▶ Selected text

——

Civil rights icon Jitu Brown and Rochester activist Rosemary Rivera write that state takeover of the Rochester public schools is a bad idea.
They write:
We know that Rochester residents want the same thing: excellent public schools where it is a joy to teach and learn. The fact that this vision hasn’t been realized on a district-wide basis is painful, and there’s a growing sentiment that something has to be done, anything, to turn the tide. However, dissolving a democratically elected school board takes Rochester further from its goal and disempowers the very community it should be lifting up….
To pin the problems in the RCSD on the school board is misguided. There is no quick fix for school performance when large numbers of children are struggling with poverty, hunger, and housing insecurity….
We have failed to fully contend with the role of structural racism in education outcomes. Students of color face disproportionately high rates of suspension and excessive discipline. When students are suspended for weeks at a time, they fall behind and their academic performance suffers.
Schools like Enrico Fermi School 17 have emphasized restorative practices to repair school relationships and keep students engaged in the classroom… The strides made by School 17 should serve as a model for the rest of the Rochester City School District.
Enrico Fermi is a community school that provides wraparound services, including an on-site recreation center with after-school programs and meals for children. The board is strongly in favor of expanding the community school model and restorative practices, but these programs require investment. Addressing the problems faced by students and families in poverty takes a “whole student” approach.
Moments of crisis can lead us to take rash actions. The Chamber of Commerce and pro-business groups will use this crisis as an opportunity to push privatization and charter expansion – an approach we’ve already seen fail in New Orleans, Newark, and Detroit. These are the same groups that have worsened the crisis through the shameless promotion of austerity budgets and anti-worker policies that keep people trapped in poverty.
A recent study by the Education Justice Network shows that countries that invest in public education with a focus on equity outperform countries that have privatized their education systems. Canada outperforms the United States, Cuba outperforms Chile, and Finland outperforms Sweden. What children in New York and other urban communities across the United States need is equity.
Progress in our schools has been slow and uneven, but we know what works. Our focus should be on expanding the successful programs we see at Enrico Fermi School 17, Francis Parker School 23, World of Inquiry School 58, and many other outstanding schools in the district. Taking away the voice of voters and community members isn’t the answer.
New York needs to examine the failure of state takeovers and privatization. Roosevelt, Long Island schools failed to improve as a result of state takeovers, Changing top management does not improve outcomes. What changes outcomes are making an investment in poor communities and schools. Cuomo can start by paying Rochester the $94 million dollars owed to the city by the state.
Cuomo is another “wanna be.” Wonder what his KICK-BACK is?
So, “investment” in WHAT (SPECIFICALLY) will “improve outcomes???”

——

▶ Dataset content
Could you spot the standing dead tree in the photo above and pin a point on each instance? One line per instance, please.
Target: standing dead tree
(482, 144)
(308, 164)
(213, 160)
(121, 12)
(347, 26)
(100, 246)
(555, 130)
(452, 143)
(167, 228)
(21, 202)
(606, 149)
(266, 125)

——

▶ What you will do
[A] Decide whether each statement agrees with the piece on the Rochester school takeover. Answer yes or no for each, and quote the words that settle it. (i) The writers hold up Enrico Fermi School 17 as a model for the rest of the district. (ii) The cited study comparing national education systems was produced by the Chamber of Commerce. (iii) According to the piece, the state owes Rochester $94 million.
[B] Extend the piece on the Rochester school takeover, starting after its final sentence.
The items above have no connection to the piece on the Rochester school takeover.

▶ Task-by-task outputs
[A]
(i) Yes: "The strides made by School 17 should serve as a model for the rest of the Rochester City School District."
(ii) No: "A recent study by the Education Justice Network shows that countries that invest in public education with a focus on equity outperform countries that have privatized their education systems."
(iii) Yes: "Cuomo can start by paying Rochester the $94 million dollars owed to the city by the state."

[B]
ok..it is up at Oped https://www.opednews.com/Quicklink/Rochester-NY-State-Takeo-in-General_News-Child-Poverty_Diane-Ravitch_Education_Education-Costs-190615-164.html#comment736463
with the following comments *which have embedded links back to Diane’s blog).
I endeavor to get the public to see the war on public education, as the division into almost sixteen thousand separate systems in 50 states allows the privatization people to dismantle our local control of our schools.
my comments
COMMENT
One NO ONE IS WATCHING! This is how it is done– piece by piece. Ripe for takeover, 15,880 separate school districts in 50 states are on beyond absorbed by legislatures, without an educator on board. The the ‘job’ is farmed out to. for-profit markets.
Here.. look at this example in Missouri– Tom Ultican has been chronicling the advance of the DPE (Destroy Public Education) Movement. He attended the recent conference of the Network for Public Education, where he heard from leaders of the Kansas City (Missouri) school district and realized that it was suffering from the DPE strategy.
He wrote this post about the deliberate and heedless destruction of what was once a vibrant school district .
The city and the school district were, to begin with, victimized by white flight. Subsidized by federal housing policies, whites abandoned the city. Responding to a court order, the state poured huge sums into magnet schools in hopes of luring white students back, but it didn’t work.
Then the DPE moved in, like vultures, to feast on the carcass of the remaining public schools.
Then, there is this article about an impoverished Ohio district was written by Robert Brownlee, who grew up in East Cleveland, attended its public schools, and spent his career in its public schools. He hits the nail on the head: The state takeover will do nothing to address the root causes of low academic achievement.
Submitted on Saturday, Jun 15, 2019 at 3:55:53 PM
Comment 2
Look, go to the Ravitch blog and put legislature in the search field https://dianeravitch.net/?s=legislatures
see how the ‘markets’ are being used to undo our INSTITUTION of public education
“The legislature is the route that Betsy DeVos, Trump’s pick to lead the Education Department, has taken repeatedly over the years. DeVos, through her groups, including the American Federation for Children and All Children Matter, has pushed voucher measures successfully through statehouses across the country, including in Indiana in 2011. DeVos told the Philanthropy Roundtable last year that “successful advocacy requires coordinating a lot of moving parts: identifying potential legislators, educating them about the issue, getting them elected, helping them craft and pass legislation, and helping with implementation once laws are passed to ensure that programs work for children.” Showering lawmakers with money also helps and DeVos’ groups have spent millions on candidates who support vouchers. DeVos has been blunt about the power that donations have in politics. In 1997, she wrote in Roll Call that “I have decided to stop taking offense at the suggestion that we are buying influence. Now I simply concede the point. They are right. We do expect something in return.”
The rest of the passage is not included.